Dudley was loyal, protective and my familiar, my one and only cat for the duration of his life. Late one night I heard him SCREAMING downstairs, BRAH BRAH BRAH, nonstop. I jumped out of bed and ran downstairs past the kitchen. Out of the corner of my eye I saw a little white kitten on the kitchen floor, playing rolly polly around. My mind registered it but Dudley was in distress, he was my priority.
I had left the living room window open a few inches and squall blew in and the wind and rain was blasting through the open window. There was my elderly, fragile, courageous, loyal cat, protecting me with his body while sounding the alarm. I closed the window, calmed him down and carried him upstairs back to bed. I glanced in the kitchen but of course, nothing was there. I saw what I saw and at that point I was used to all kinds of visitations. Dudley seemed to not notice them at all, but he was clearly the nexus. Dudley died peacefully in my arms during a full moon in August in 2004, nearly 20 years old. I buried him in a shroud made from my fathers green bathtowel which had followed me, unused since my fathers death, 28 years earlier. My house became immediately quiet. The next spring, 2005, I rescued Velcro Kitty from Yoshi’s yard and bottle fed him, the only survivor of his litter. Then a few months later I rescued Steinway Kitty from yoshi’s yard.
Winston called me on the phone from Cleveland Ohio in the winter of 2006. I got a phone call from my friend Mark Winston in Ohio. They were having a brutal winter 0 degrees, 3 feet of non-stop snow and there was this flamepoint cat outside yowling at his window. Mark didn’t want to feed it because then it wouldn’t go away. I heard a cat desperately SCREAMING and said “what was that?” Mark said: “that’s the cat”. I said: “I thought you said he was outside.”, Mark said: “he is.” It was so loud it sounded like the cat was screaming directly into the phone. I told Mark to get a box, put blankets in it and feed the cat. He didn’t want to because then the cat wouldn’t go away. I said: “do it NOW and I will come and get him.”

DATA PROVIDED:

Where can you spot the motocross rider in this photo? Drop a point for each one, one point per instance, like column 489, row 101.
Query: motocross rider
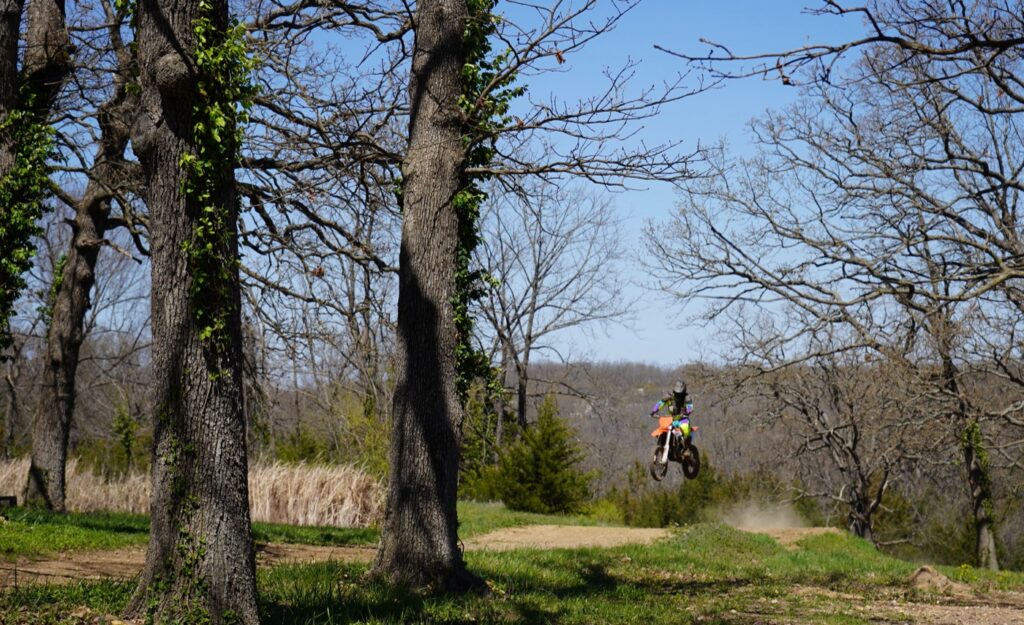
column 679, row 406
column 678, row 402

REQUIRED WORK:
[1] Write out the passage from the story about the cats word for word, from "Dudley was loyal, protective" up to and including "was my priority.".
[2] Give what comes next in the story about the cats, starting right after its last sentence.

ANSWERS TO THE EXERCISE:
[1]
Dudley was loyal, protective and my familiar, my one and only cat for the duration of his life. Late one night I heard him SCREAMING downstairs, BRAH BRAH BRAH, nonstop. I jumped out of bed and ran downstairs past the kitchen. Out of the corner of my eye I saw a little white kitten on the kitchen floor, playing rolly polly around. My mind registered it but Dudley was in distress, he was my priority.

[2]
I drove 1,000 miles to rescue Winston kitty. When i arrived he immediately walked up to me and sat down next to me. While I didn’t recognize him, it seemed that he recognized me (cats are funny that way). He just got in the car and home we went. Winston complimented my management style. He is a non-authoritarian alpha cat. Sort of like a *Scrum-master of cats. He immediately looked at me as the kindly inn-keeper and took charge running the the household. He moved on up to a de-luxe apartment in the sky. I think that the rolly poley white kitten on the kitchen floor that stormy night was Winston Kitty.
Winston has outlived all of his friends and colleagues. His once proud pride is long gone.
He and Tadeusz Kitten have become close friends, but in the past two weeks the torch was passed.
Tadeusz Kitten takes his responsibilities very seriously and is caring for his elderly, frail friend.
He rarely leaves Winston’s side
They had a party last night and didn’t come to bed until dawn. I wasn’t invited. Winston feels better for the moment. We have a rally, I hope it’s not the last.
With that smile on his face I know he’s not in pain and I know –
Today is not the day.
*Scrum is a framework for project management that emphasizes teamwork, accountability and iterative progress toward a well-defined goal. The framework begins with a simple premise: Start with what can be seen or known. After that, track the progress and tweak, as necessary.